*** Opening Excerpt to read ***

Remember the Drill Bucket? Of course you do. Doesn't sound like something someone would have absent-mindedly left on the street in the middle of a zombie invasion, does it? No, of course not. Someone must have made it. "Unfortunately at this event we don't want to delve into any depth for any of the in-game systems," Inafune says, "but we can say that if you look at the demo and the trailer there are a lot of nice juicy hints about how the gameplay is going to be carried out. It's awfully strange to have a bucket with three drills already shoved into the bucket! That's probably a hint in of itself!" With Chuck being "a real handyman", expect some kind of weapon crafting feature.
One of the biggest complaints players had with the first game was the punishing save system. So, all eyes are on the save system this time around. "I don't know if everybody didn't like it," counters Dan. "I don't know if that's true. I think it's polarising, though. If you look at the forums and actually read what the fans of the game said, for every one person who hated it there was probably one person who actually liked the idea - it created a sense of dread for the character. Rest assured we're going to fix the problems that were there. Literally it was a problem where you could save the game and not finish the game. For want of a better way of putting it, that was crap. Now we are fixing it, for sure, but we're actually trying to come up with some devices that help preserve the sense of dread at the same time, while making sure it's not as frustrating as Dead Rising 1. We're trying to come up with a hybrid system that's an awful lot more flexible and won't annoy the users."
Dan's demo has certainly left its mark - it's hard not to be impressed by the sheer technical prowess on display, as well as the complete and utter madness. But, as Inafune repeatedly insists during the presentation, it's not enough to simply up the zombie count and expect that to do all the work for you. It's about how Blue Castle uses its undeniable technical proficiency to create killer gameplay.

*** Closing Excerpt to read ***

Problems and tasks –
1 – From the game preview, extract the passage that begins at the words "Dan's demo has" and stops after "create killer gameplay.".
2 – Write what comes next in the game preview, starting right after its final sentence.
The records are separate material and have no connection to the game preview.

*** Opening Information provided ***

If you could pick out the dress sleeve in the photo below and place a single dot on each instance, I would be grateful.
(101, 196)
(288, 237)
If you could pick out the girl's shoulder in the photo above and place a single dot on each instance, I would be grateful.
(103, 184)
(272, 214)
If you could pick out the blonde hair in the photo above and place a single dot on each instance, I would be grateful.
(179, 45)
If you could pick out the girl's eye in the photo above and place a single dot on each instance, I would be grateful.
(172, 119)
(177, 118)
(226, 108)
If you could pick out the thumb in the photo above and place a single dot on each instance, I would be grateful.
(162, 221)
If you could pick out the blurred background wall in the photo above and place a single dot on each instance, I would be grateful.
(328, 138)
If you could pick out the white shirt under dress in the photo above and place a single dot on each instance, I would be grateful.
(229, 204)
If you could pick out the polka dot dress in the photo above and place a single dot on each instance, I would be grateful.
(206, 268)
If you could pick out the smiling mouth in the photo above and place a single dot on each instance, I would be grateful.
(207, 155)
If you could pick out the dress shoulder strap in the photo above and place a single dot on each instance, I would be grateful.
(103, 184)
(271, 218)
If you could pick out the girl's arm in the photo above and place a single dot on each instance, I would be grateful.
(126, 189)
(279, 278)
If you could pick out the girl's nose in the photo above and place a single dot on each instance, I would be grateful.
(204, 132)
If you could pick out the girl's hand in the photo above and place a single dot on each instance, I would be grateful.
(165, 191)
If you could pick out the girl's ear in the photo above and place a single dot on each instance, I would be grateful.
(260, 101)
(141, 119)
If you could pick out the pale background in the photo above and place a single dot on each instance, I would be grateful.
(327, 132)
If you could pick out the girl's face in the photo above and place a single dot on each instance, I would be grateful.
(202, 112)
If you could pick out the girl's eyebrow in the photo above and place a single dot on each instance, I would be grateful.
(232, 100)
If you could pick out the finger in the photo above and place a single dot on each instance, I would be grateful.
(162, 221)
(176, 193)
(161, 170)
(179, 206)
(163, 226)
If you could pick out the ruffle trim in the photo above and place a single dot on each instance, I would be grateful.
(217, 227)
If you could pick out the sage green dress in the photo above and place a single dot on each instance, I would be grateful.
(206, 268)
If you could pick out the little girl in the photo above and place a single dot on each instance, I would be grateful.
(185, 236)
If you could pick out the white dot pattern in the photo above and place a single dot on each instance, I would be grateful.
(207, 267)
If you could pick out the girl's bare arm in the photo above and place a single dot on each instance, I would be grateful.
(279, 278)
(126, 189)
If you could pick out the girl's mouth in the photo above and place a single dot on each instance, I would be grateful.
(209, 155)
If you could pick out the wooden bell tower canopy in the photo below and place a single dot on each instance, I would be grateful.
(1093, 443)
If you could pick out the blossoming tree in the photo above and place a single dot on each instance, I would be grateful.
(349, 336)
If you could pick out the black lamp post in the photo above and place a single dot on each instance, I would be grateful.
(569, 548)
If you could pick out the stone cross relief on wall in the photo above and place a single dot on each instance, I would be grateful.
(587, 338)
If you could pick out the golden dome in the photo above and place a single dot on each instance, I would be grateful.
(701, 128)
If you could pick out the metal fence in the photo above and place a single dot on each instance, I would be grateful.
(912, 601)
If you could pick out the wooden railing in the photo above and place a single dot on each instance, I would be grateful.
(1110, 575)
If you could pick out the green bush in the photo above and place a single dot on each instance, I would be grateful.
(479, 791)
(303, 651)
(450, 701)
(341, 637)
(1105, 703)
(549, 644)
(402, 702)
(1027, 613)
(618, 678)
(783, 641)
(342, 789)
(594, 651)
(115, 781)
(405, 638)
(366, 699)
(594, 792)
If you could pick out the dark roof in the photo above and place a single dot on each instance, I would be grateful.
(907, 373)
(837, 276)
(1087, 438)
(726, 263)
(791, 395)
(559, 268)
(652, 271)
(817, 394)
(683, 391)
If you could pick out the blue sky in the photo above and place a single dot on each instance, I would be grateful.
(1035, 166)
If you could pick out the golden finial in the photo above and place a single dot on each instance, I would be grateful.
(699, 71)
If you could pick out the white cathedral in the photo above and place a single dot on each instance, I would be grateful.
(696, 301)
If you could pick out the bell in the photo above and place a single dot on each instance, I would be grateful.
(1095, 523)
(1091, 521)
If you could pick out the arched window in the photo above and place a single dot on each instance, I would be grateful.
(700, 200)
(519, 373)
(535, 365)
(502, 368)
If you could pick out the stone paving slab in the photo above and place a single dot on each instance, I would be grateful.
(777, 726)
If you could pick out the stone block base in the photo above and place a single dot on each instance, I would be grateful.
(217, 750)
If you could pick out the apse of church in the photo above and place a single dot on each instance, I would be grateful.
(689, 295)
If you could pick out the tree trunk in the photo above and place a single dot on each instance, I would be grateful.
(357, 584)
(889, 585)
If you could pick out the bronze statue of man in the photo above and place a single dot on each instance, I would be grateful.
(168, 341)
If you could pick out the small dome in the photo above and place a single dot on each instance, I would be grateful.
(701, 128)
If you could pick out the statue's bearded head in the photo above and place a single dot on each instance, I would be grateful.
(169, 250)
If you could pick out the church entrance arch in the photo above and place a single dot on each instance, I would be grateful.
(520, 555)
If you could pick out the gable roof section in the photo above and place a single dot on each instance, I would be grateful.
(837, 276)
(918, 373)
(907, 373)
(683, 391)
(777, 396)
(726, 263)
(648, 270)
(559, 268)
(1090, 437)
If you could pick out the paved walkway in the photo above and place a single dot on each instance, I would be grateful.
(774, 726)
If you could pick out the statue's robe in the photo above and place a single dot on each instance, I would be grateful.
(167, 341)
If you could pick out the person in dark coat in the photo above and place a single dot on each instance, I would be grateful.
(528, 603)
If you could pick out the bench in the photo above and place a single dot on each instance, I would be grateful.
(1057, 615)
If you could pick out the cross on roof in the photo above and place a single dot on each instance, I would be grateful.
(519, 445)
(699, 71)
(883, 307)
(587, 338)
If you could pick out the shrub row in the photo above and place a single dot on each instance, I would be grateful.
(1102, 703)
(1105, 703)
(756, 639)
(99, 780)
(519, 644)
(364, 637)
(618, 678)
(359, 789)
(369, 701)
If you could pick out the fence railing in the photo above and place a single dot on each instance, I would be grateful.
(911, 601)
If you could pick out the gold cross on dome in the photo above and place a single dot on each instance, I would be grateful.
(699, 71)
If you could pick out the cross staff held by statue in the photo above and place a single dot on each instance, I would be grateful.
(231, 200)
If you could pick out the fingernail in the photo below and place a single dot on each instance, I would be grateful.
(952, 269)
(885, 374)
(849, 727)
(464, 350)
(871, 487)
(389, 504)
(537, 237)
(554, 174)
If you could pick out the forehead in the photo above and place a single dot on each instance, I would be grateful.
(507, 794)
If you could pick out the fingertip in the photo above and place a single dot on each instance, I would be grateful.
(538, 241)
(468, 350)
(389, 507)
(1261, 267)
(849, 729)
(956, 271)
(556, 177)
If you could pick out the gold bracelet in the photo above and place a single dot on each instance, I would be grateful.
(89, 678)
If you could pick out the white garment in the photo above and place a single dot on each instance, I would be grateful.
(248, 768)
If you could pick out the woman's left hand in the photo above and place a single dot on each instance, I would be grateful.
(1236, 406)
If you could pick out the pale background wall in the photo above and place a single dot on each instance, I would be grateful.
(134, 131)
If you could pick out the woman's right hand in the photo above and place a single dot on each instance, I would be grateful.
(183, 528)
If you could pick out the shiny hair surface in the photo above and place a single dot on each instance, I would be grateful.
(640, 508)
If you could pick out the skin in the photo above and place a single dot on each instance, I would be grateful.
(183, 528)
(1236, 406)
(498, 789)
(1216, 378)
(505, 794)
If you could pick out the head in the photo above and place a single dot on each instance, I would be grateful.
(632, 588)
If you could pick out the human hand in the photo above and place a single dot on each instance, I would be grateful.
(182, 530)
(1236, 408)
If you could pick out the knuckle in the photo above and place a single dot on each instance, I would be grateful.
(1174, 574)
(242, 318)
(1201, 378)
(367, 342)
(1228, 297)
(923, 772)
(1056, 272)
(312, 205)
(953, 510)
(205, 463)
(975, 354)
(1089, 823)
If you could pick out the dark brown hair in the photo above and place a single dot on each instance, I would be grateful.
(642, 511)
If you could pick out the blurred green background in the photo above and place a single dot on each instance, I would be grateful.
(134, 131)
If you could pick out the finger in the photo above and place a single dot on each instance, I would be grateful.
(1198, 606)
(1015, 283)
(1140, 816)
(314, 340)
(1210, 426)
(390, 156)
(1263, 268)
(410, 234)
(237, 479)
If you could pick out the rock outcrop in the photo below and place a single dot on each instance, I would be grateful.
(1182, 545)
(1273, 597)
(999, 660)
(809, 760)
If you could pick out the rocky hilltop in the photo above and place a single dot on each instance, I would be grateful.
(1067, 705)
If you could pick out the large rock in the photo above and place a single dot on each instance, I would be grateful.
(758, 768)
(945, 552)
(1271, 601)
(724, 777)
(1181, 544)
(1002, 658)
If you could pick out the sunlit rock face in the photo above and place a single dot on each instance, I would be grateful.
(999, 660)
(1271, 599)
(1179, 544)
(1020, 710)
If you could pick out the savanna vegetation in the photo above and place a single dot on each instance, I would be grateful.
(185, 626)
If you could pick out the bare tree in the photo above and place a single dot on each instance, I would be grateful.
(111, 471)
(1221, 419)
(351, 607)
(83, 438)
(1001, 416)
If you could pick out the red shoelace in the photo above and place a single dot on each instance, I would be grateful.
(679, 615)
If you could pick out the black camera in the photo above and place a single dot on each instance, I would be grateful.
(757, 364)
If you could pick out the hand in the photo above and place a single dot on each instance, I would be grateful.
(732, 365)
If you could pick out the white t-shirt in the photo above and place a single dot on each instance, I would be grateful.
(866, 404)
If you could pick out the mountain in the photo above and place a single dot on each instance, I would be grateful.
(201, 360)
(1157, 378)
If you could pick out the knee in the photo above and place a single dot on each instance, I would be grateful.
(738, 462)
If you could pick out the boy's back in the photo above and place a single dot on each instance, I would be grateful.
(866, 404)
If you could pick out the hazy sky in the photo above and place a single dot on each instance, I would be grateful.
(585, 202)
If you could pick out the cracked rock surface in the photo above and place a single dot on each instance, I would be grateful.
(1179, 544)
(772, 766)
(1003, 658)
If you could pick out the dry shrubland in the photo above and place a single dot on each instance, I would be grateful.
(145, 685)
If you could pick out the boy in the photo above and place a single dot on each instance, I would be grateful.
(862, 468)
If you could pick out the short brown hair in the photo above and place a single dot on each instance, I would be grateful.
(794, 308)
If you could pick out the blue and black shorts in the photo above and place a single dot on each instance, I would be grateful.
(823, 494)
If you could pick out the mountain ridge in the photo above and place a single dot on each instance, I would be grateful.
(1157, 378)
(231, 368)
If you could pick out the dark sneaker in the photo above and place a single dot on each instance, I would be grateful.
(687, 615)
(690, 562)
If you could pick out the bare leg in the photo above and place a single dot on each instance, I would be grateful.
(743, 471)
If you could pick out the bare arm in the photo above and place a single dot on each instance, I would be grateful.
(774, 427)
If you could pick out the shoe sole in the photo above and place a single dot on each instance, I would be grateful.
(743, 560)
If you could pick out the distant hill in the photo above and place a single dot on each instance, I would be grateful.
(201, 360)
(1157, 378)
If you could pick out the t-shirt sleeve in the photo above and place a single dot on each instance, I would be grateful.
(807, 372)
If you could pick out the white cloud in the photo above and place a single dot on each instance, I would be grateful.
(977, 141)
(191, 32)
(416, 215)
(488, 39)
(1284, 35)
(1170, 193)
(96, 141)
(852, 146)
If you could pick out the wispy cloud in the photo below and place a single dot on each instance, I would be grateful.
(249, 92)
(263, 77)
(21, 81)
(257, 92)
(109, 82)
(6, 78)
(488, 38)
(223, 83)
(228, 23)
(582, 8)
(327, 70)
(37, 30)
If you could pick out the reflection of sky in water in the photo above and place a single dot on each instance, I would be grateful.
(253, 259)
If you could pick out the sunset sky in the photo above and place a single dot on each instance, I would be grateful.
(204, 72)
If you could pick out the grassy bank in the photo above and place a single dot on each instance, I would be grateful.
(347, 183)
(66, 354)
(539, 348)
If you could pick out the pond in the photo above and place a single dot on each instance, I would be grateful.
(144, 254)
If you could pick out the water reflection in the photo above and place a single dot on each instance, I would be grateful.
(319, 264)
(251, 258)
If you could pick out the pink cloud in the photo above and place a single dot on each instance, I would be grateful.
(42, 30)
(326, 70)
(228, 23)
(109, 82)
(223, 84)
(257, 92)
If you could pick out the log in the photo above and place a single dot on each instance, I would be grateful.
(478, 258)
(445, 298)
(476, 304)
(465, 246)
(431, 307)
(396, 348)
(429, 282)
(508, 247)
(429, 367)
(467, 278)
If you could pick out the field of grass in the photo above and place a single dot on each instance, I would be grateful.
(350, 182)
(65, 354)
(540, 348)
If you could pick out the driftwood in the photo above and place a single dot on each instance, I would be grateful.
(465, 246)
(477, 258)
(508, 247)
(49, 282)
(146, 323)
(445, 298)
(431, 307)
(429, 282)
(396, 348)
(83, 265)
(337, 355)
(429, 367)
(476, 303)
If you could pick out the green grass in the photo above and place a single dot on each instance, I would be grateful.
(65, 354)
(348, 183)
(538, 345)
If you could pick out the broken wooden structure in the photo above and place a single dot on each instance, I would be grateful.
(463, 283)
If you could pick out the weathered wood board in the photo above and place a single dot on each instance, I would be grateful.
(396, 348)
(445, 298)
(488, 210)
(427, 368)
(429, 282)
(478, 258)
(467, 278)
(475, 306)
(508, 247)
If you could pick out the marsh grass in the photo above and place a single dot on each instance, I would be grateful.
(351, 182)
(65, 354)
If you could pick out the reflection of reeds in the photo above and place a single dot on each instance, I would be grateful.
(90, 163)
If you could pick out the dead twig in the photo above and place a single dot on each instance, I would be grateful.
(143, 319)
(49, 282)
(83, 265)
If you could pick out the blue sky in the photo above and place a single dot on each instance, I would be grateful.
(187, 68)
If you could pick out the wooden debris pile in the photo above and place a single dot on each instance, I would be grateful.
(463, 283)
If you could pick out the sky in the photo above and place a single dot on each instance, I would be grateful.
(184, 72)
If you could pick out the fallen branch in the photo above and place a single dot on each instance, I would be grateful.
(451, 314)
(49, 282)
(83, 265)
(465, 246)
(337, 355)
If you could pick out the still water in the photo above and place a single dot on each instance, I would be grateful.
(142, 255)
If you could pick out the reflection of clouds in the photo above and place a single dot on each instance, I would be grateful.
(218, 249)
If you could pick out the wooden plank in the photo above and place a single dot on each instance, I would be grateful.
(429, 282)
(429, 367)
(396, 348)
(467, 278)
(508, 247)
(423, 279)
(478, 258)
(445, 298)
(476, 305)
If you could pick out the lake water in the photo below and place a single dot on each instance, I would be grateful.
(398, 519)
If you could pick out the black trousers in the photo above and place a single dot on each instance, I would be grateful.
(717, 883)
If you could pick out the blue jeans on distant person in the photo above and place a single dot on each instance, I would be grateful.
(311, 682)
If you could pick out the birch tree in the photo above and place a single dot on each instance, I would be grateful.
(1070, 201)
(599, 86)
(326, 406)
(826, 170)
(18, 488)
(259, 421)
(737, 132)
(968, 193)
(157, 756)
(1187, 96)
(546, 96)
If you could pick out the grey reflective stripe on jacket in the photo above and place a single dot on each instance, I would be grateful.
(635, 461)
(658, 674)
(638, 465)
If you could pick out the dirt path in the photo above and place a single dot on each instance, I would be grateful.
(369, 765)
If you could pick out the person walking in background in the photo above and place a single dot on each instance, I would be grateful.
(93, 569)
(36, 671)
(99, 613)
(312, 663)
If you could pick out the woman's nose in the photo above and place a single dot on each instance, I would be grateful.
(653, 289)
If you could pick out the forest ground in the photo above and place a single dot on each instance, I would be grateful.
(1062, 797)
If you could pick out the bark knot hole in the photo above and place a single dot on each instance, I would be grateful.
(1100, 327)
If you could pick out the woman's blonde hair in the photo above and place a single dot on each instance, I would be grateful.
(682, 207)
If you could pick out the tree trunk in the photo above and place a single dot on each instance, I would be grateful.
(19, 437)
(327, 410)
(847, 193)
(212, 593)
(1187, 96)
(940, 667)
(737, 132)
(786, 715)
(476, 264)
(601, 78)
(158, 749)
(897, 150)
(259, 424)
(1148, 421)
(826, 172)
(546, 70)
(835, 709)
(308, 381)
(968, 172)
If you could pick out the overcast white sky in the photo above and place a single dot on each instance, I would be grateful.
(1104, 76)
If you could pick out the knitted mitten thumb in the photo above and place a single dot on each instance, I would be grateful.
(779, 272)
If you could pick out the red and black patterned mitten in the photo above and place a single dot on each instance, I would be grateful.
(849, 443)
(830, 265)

*** Closing Information provided ***

Results of the exercise –
1 –
Dan's demo has certainly left its mark - it's hard not to be impressed by the sheer technical prowess on display, as well as the complete and utter madness. But, as Inafune repeatedly insists during the presentation, it's not enough to simply up the zombie count and expect that to do all the work for you. It's about how Blue Castle uses its undeniable technical proficiency to create killer gameplay.

2 –
"When we made the announcement trailer for the original Dead Rising," Inafune says, "it showed Frank standing on top of a car surrounded by almost a sea of zombies. But if you played the original game there was no situation where you were surrounded by that many zombies because of technical limitations we had at the time. However, with Dead Rising 2 we are more than capable of generating a scene like that in the game, and probably even more than what you saw in that video, probably double that number.
"When you think about it, it's not that increasing the number of zombies is instantly going to make the game that much more fun, but it does open up a lot of possibilities with game design and what you can do. Watching Chuck on the motorcycle with double chainsaws zipping through what is comparable to a Japanese train packed full of people, and just cutting them down one by one, it really, really feels great. And it's only possible thanks to the sheer number of zombies they've been able to put on screen at one time."
This is the crux. The game will live or die not by the zombie count, but by how Blue Castle utilises it. While the developer and Capcom are keeping their cards close to their chests - expect more from E3 - the potential is clear for all to see. For now though, enjoy the thought of mowing down 7,000 zombies with a Chainsaw Bike. That's enough to keep any Dead Rising fan going.
Dead Rising 2 is in development for the Xbox 360, PlayStation 3 and PC. No release date has been announced.